**Data for this task:**
□ □ □ □ □ □ □

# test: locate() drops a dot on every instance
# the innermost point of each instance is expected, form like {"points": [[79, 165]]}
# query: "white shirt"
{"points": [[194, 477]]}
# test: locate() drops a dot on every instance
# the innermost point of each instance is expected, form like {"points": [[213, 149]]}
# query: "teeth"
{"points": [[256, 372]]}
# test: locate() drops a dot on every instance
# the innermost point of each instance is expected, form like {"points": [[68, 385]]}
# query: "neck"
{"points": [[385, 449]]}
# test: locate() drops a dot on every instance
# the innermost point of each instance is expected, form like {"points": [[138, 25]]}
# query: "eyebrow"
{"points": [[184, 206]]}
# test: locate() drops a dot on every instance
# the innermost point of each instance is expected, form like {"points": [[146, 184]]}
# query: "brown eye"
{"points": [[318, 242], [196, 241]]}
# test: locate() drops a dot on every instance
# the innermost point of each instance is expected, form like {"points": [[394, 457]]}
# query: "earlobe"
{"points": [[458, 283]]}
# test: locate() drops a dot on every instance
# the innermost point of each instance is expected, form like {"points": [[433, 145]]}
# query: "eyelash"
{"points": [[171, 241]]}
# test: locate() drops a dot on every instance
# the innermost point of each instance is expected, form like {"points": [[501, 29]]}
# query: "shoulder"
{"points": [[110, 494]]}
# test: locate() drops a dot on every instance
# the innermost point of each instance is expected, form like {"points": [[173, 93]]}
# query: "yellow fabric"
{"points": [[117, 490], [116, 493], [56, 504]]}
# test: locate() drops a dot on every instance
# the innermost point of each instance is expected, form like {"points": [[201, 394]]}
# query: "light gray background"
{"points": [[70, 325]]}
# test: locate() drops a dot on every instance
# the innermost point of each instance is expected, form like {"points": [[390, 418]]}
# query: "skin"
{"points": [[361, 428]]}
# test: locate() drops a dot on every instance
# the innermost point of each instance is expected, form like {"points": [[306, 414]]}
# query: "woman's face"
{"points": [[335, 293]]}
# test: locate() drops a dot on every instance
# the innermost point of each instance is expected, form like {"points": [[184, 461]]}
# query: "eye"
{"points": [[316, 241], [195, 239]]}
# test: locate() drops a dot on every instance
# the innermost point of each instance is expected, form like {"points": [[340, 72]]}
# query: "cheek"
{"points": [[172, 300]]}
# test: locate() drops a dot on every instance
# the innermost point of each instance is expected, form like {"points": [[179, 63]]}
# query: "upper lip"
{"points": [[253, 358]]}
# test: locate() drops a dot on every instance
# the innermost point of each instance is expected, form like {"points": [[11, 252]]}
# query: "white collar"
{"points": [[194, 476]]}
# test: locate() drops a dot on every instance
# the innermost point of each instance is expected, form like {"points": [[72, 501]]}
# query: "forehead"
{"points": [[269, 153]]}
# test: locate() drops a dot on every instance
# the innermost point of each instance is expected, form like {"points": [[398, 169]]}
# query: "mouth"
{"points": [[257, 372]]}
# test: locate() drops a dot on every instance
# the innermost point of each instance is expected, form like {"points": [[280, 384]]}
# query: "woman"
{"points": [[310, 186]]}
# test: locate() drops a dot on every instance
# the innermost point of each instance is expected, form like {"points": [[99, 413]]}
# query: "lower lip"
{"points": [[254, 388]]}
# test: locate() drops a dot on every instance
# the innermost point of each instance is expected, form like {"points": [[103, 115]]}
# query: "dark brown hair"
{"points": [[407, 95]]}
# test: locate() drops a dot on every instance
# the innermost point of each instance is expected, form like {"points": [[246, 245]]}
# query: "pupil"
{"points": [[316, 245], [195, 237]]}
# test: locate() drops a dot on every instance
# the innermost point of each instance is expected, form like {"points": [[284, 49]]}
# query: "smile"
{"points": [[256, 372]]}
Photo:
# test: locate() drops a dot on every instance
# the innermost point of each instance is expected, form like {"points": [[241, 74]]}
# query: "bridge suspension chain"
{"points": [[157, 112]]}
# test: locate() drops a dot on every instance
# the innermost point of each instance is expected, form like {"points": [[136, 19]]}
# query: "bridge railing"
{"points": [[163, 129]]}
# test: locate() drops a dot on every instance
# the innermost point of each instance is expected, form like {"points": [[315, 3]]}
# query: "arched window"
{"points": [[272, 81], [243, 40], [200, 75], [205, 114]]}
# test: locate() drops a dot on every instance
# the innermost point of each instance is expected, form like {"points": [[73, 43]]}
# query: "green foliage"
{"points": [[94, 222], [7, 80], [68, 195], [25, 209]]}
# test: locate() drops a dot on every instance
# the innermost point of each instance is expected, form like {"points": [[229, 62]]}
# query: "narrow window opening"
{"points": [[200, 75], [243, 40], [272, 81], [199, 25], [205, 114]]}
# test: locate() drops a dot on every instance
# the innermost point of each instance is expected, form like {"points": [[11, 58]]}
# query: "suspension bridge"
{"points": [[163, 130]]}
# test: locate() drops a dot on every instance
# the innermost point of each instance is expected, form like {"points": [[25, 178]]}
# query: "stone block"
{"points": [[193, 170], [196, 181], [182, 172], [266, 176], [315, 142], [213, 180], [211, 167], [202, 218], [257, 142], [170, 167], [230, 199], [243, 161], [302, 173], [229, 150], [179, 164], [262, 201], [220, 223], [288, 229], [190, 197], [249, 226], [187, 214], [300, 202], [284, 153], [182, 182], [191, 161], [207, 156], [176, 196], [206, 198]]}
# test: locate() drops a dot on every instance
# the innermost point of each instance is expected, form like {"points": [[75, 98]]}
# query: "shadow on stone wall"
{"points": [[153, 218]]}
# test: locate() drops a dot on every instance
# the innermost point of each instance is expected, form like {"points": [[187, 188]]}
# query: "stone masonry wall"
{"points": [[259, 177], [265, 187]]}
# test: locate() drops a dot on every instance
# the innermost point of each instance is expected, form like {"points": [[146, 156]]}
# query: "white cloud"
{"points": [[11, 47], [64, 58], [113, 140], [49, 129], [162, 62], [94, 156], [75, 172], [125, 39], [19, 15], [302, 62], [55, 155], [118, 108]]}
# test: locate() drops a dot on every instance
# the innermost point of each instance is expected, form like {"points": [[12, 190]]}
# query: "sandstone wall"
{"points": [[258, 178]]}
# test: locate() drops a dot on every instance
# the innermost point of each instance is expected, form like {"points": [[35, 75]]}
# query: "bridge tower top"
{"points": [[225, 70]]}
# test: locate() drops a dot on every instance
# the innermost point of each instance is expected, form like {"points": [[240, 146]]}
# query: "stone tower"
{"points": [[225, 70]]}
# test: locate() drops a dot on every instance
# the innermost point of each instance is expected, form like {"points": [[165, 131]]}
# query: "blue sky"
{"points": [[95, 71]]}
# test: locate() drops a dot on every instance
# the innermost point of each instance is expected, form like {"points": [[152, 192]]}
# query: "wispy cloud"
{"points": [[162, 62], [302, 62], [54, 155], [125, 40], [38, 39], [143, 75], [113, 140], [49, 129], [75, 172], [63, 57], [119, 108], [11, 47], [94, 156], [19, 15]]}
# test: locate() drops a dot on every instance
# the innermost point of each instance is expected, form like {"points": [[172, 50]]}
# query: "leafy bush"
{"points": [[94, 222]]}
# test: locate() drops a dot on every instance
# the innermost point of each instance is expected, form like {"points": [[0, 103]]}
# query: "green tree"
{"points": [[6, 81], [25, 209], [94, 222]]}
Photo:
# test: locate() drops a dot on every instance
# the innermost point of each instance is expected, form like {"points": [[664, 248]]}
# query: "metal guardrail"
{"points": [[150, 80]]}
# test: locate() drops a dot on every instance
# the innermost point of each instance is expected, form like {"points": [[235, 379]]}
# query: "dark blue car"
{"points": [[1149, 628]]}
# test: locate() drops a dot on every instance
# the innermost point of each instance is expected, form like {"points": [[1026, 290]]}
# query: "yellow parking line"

□ □ □ □ □ □ □

**Exercise:** Could you output all of the records above exactly as given?

**Problem solution:**
# test: locate() drops a dot on every instance
# the innermost point of each instance is expected, form like {"points": [[79, 165]]}
# query: "white shirt"
{"points": [[194, 477]]}
# test: locate() drops a dot on every instance
# the innermost point of each instance is expected, form like {"points": [[213, 149]]}
# query: "teeth"
{"points": [[256, 372]]}
# test: locate() drops a dot on every instance
# the innermost point of each instance is expected, form like {"points": [[68, 385]]}
# query: "neck"
{"points": [[385, 449]]}
# test: locate() drops a dot on every instance
# the innermost point of each instance is expected, form like {"points": [[138, 25]]}
# query: "eyebrow"
{"points": [[184, 206]]}
# test: locate() drops a dot on every instance
# the innermost point of each instance is expected, form like {"points": [[146, 184]]}
# query: "brown eye"
{"points": [[318, 242], [196, 241]]}
# test: locate() drops a dot on every instance
# the innermost point of each instance is expected, form like {"points": [[394, 457]]}
# query: "earlobe"
{"points": [[458, 283]]}
# test: locate() drops a dot on every instance
# the innermost point of each instance is expected, form like {"points": [[433, 145]]}
# query: "eyelash"
{"points": [[171, 241]]}
# test: locate() drops a dot on every instance
# the innermost point of each instance is expected, form like {"points": [[501, 29]]}
# query: "shoulder"
{"points": [[110, 494]]}
# test: locate() drops a dot on every instance
# the innermost point of each instance is expected, form like {"points": [[173, 93]]}
# query: "yellow fabric"
{"points": [[117, 490], [116, 493], [56, 504]]}
# test: locate() drops a dot on every instance
# the innermost point of each instance is expected, form like {"points": [[201, 394]]}
# query: "light gray background"
{"points": [[70, 325]]}
# test: locate() drops a dot on every instance
# the innermost point of each instance is expected, form like {"points": [[390, 418]]}
# query: "skin"
{"points": [[361, 428]]}
# test: locate() drops a dot on every instance
# the innermost point of each instance is expected, form like {"points": [[306, 414]]}
# query: "woman's face"
{"points": [[335, 293]]}
# test: locate() drops a dot on every instance
# the innermost point of each instance is expected, form like {"points": [[184, 461]]}
# query: "eye"
{"points": [[316, 241], [195, 239]]}
# test: locate() drops a dot on every instance
# the innermost point of each instance is expected, form like {"points": [[340, 72]]}
# query: "cheek"
{"points": [[172, 300]]}
# test: locate() drops a dot on every instance
# the innermost point of each instance is expected, form like {"points": [[179, 63]]}
# query: "upper lip"
{"points": [[253, 358]]}
# test: locate() drops a dot on every instance
# the innermost point of each instance is expected, form like {"points": [[11, 252]]}
# query: "white collar"
{"points": [[194, 476]]}
# test: locate() drops a dot on every instance
# the innermost point of each instance is expected, form like {"points": [[72, 501]]}
# query: "forehead"
{"points": [[269, 153]]}
# test: locate() drops a dot on every instance
# the innermost point of each instance is expected, form like {"points": [[398, 169]]}
# query: "mouth"
{"points": [[257, 372]]}
# test: locate() drops a dot on every instance
# the innermost point of each instance is expected, form like {"points": [[280, 384]]}
# query: "woman"
{"points": [[310, 186]]}
# test: locate() drops a dot on every instance
# the innermost point of each instance is expected, form like {"points": [[99, 413]]}
# query: "lower lip"
{"points": [[254, 388]]}
# test: locate() drops a dot on every instance
# the innermost point of each instance is expected, form like {"points": [[103, 115]]}
# query: "dark brown hair"
{"points": [[407, 95]]}
# test: locate() drops a dot on every instance
# the innermost point of each instance is expected, form like {"points": [[246, 245]]}
# query: "pupil"
{"points": [[316, 245], [195, 237]]}
# test: locate() drops a dot on every instance
# the innermost point of each instance is expected, form like {"points": [[284, 49]]}
# query: "smile"
{"points": [[256, 372]]}
Photo:
# test: locate() drops a dot on every instance
# the innermost point of each instance is expected, form like {"points": [[241, 74]]}
# query: "bridge suspension chain"
{"points": [[157, 112]]}
# test: locate() drops a dot on every instance
# the innermost point of each instance is expected, form like {"points": [[136, 19]]}
# query: "bridge railing"
{"points": [[163, 129]]}
# test: locate() drops a dot on every instance
# the innermost point of each instance is expected, form like {"points": [[315, 3]]}
# query: "arched window"
{"points": [[272, 81], [243, 40], [200, 75], [205, 114]]}
# test: locate() drops a dot on every instance
# the innermost point of each instance is expected, form like {"points": [[73, 43]]}
# query: "green foliage"
{"points": [[94, 222], [7, 80], [68, 195], [25, 209]]}
# test: locate() drops a dot on every instance
# the innermost point of each instance is expected, form like {"points": [[229, 62]]}
# query: "narrow window opening"
{"points": [[200, 75], [243, 40], [272, 81], [199, 25], [205, 114]]}
# test: locate() drops a dot on every instance
# the innermost point of each instance is expected, form like {"points": [[11, 58]]}
# query: "suspension bridge"
{"points": [[163, 130]]}
# test: locate() drops a dot on every instance
# the innermost point of each instance is expected, form like {"points": [[25, 178]]}
# query: "stone block"
{"points": [[193, 170], [196, 181], [182, 172], [266, 176], [315, 142], [213, 180], [211, 167], [202, 218], [257, 142], [170, 167], [230, 199], [243, 161], [302, 173], [229, 150], [179, 164], [262, 201], [220, 223], [288, 229], [190, 197], [249, 226], [187, 214], [300, 202], [284, 153], [182, 182], [191, 161], [207, 156], [176, 196], [206, 198]]}
# test: locate() drops a dot on every instance
# the innermost point of each instance is expected, form like {"points": [[75, 98]]}
# query: "shadow on stone wall"
{"points": [[153, 218]]}
# test: locate() drops a dot on every instance
# the innermost point of each instance is expected, form like {"points": [[187, 188]]}
# query: "stone masonry wall"
{"points": [[259, 177], [265, 187]]}
# test: locate() drops a dot on every instance
# the innermost point of each instance is expected, form like {"points": [[146, 156]]}
# query: "white cloud"
{"points": [[11, 47], [64, 58], [113, 140], [49, 129], [162, 62], [94, 156], [75, 172], [125, 39], [19, 15], [302, 62], [55, 155], [118, 108]]}
# test: locate() drops a dot on every instance
# the innermost point of each instance is expected, form like {"points": [[12, 190]]}
# query: "sandstone wall"
{"points": [[258, 178]]}
# test: locate() drops a dot on every instance
# the innermost point of each instance is expected, form like {"points": [[35, 75]]}
# query: "bridge tower top"
{"points": [[225, 70]]}
# test: locate() drops a dot on every instance
# the innermost point of each instance is expected, form like {"points": [[240, 146]]}
# query: "stone tower"
{"points": [[225, 70]]}
# test: locate() drops a dot on every instance
# the innermost point of each instance is expected, form like {"points": [[165, 131]]}
# query: "blue sky"
{"points": [[95, 71]]}
# test: locate() drops a dot on every instance
# the innermost point of each instance is expected, form like {"points": [[152, 192]]}
# query: "wispy cloud"
{"points": [[162, 62], [302, 62], [54, 155], [125, 40], [38, 39], [143, 75], [113, 140], [49, 129], [75, 172], [63, 57], [119, 108], [11, 47], [94, 156], [19, 15]]}
# test: locate() drops a dot on every instance
# the innermost point of each instance is expected, form like {"points": [[172, 50]]}
# query: "leafy bush"
{"points": [[94, 222]]}
# test: locate() drops a dot on every instance
# the innermost point of each instance is expected, form like {"points": [[0, 103]]}
# query: "green tree"
{"points": [[6, 81], [25, 209], [94, 222]]}
Photo:
# test: locate() drops a dot on every instance
# the innermost point of each instance is expected, form like {"points": [[664, 248]]}
# query: "metal guardrail"
{"points": [[150, 80]]}
# test: locate() drops a dot on every instance
# the innermost point of each instance is expected, form like {"points": [[235, 379]]}
# query: "dark blue car"
{"points": [[1149, 628]]}
# test: locate() drops a dot on every instance
# the innermost point of each instance is expected, form like {"points": [[1026, 290]]}
# query: "yellow parking line"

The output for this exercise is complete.